▶ Excerpt:
'''

We then use lasthin to lower the number of points that we consider as ground points (see the README for more info on this tool). We do this because the original 5 cm spacing of the dense matching points is a bit excessive for generating a DTM with a resolution of, for example, 50 cm. Instead we only use the lowest point in each 20 cm by 20 cm cell as a candidate for becoming a ground point, which reduces the number of considered points by a factor of 16. We achieve this by classifying these lowest point to a unique classification code (here: 9) and later tell lasground to ignore all other classifications.

lasthin -i tiles_sorted\*.laz ^
        -step 0.2 -lowest -classify_as 9 ^
        -odir tiles_thinned -olaz ^
        -cores 4
Then we run lasground on 4 cores to classify the ground points with options ‘-step 20’, ‘-bulge 0.5’, ‘-spike 0.5’ and ‘-fine’ that we selected after two trials on a single tile. There are several other options in lasground to play with that may achieve better results on other data sets (see README file for more on this). The ‘-ignore_class 0’ option instructs lasground to ignore all points that are not classified so that only those points that lasthin was classifying as 9 in the previous step are considered.
lasground -i tiles_thinned\*.laz ^
          -step 20 -bulge 0.5 -spike 0.5 -fine ^
          -ignore_class 0 ^
          -odir tiles_ground -olaz ^
          -cores 4
However, when we scrutinize the resulting ground classification notice that there are bumps in the corresponding ground TIN that seem to correspond to areas where the original imagery has dark shadows that in turn seem to significantly affect the geometric accuracy of the points generated by the dense-matching algorithm.
Looking a the bump from below we identify the RGB colors of the points have that form the bump that seem to be of much lower accuracy than the rest. This is an effect that we have noticed in the past for data generated with other dense-matching software and maybe an approach similar to the one we take here could also help with this low noise. It seems that points that are generated from shadowed areas in the input images can have a lot lower accuracy than those from well-lit areas. We use this correlation between RGB color and geometric accuracy to simply exclude all points whose RGB colors indicate that they might be from shadow areas from becoming ground points.

'''

▶ Challenge 1: Starting at the line in the records that contains "Point out the turf" and ending with the last line of the records, reproduce those lines exactly, including both ends.

▶ Exercise material:

'''

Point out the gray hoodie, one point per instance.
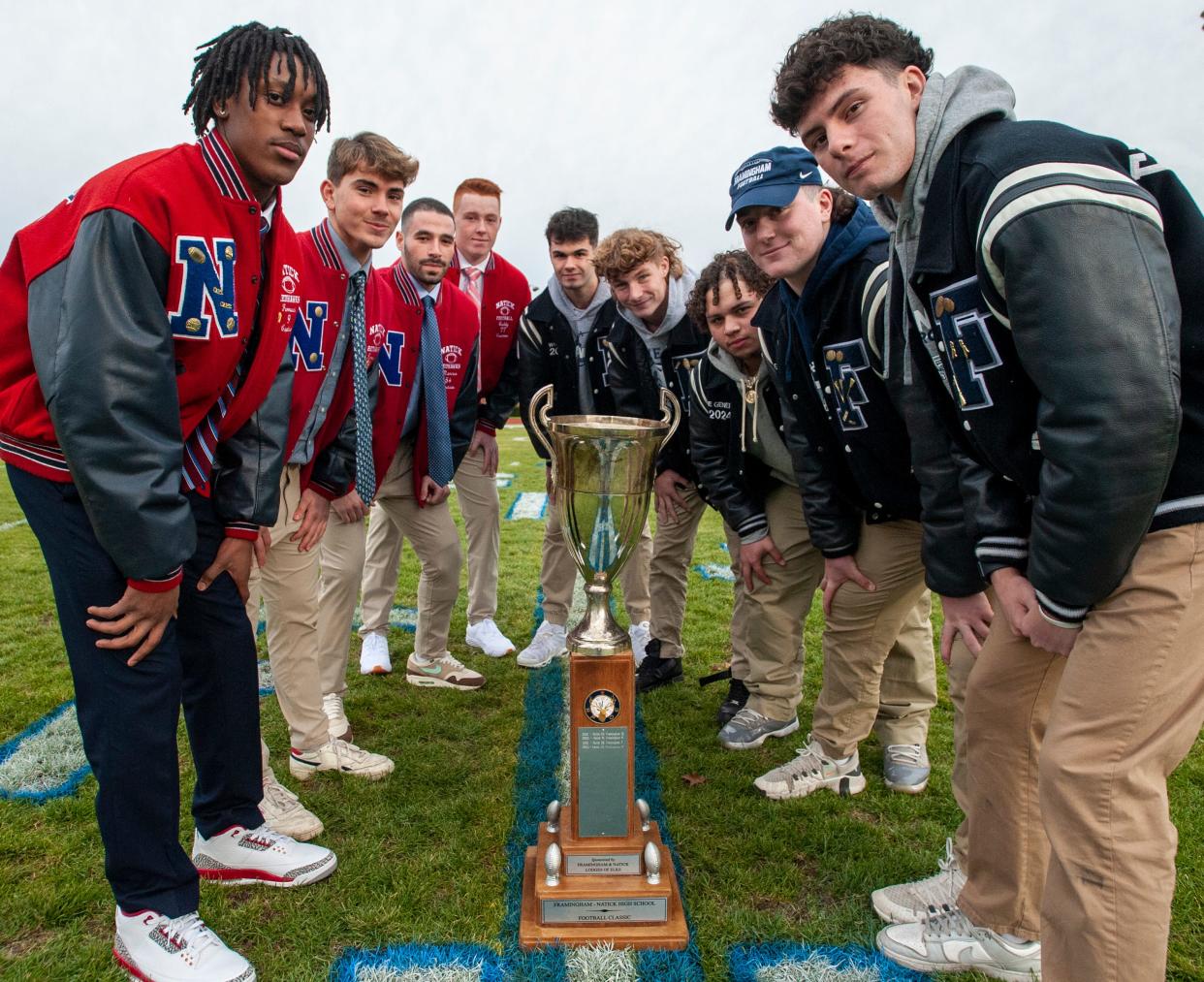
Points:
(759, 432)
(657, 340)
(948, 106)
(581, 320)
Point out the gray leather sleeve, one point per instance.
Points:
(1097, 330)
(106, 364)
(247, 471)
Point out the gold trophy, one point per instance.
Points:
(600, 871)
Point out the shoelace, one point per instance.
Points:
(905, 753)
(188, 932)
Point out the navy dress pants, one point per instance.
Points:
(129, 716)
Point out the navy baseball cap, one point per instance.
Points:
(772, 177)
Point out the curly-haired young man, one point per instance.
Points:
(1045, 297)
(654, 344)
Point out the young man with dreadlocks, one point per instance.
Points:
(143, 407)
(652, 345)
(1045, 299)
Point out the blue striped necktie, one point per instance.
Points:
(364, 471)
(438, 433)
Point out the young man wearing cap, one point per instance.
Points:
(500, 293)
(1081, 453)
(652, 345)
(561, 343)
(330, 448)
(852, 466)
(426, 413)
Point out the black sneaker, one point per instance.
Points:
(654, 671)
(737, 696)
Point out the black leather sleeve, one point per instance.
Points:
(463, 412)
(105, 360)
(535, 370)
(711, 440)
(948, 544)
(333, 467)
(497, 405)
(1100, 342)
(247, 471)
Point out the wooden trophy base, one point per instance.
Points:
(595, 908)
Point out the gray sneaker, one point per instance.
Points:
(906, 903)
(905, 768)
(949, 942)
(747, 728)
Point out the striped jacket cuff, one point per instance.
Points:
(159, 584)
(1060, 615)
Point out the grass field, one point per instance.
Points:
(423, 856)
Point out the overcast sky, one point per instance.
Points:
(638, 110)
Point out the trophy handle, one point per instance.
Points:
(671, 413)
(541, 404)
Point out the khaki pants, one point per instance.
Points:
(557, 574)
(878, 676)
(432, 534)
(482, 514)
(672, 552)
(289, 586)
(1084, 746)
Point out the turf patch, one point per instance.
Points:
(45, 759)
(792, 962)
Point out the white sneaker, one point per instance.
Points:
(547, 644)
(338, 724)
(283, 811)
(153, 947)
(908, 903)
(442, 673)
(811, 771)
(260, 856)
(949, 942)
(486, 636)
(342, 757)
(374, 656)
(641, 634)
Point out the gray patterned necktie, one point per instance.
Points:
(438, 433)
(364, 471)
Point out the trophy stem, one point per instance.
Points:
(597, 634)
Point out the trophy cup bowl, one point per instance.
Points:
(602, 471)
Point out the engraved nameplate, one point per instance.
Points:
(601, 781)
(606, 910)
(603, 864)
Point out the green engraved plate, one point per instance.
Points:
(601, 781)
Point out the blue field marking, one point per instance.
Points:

'''

▶ Challenge 2:
Answer the following questions about the excerpt on ground classification.
(a) In what size of cell does lasthin keep only the lowest point?
(b) Which classification code are those lowest points assigned?
(c) What feature of the original imagery do the bumps in the ground TIN seem to correspond to?

▶ Task answer 1:
Point out the turf patch, one point per instance.
Points:
(45, 759)
(792, 962)
Point out the white sneaker, one point per instance.
Points:
(547, 644)
(338, 724)
(283, 811)
(153, 947)
(908, 903)
(442, 673)
(811, 771)
(260, 856)
(949, 942)
(486, 636)
(342, 757)
(374, 656)
(641, 634)
Point out the gray patterned necktie, one point per instance.
Points:
(438, 433)
(364, 471)
Point out the trophy stem, one point per instance.
Points:
(597, 634)
Point out the trophy cup bowl, one point per instance.
Points:
(602, 471)
Point out the engraved nameplate, one point per instance.
Points:
(601, 781)
(606, 910)
(603, 864)
Point out the green engraved plate, one point per instance.
Points:
(601, 781)
Point out the blue field marking, one point per instance.
Points:

▶ Task answer 2:
(a) 20 cm by 20 cm
(b) 9
(c) Areas with dark shadows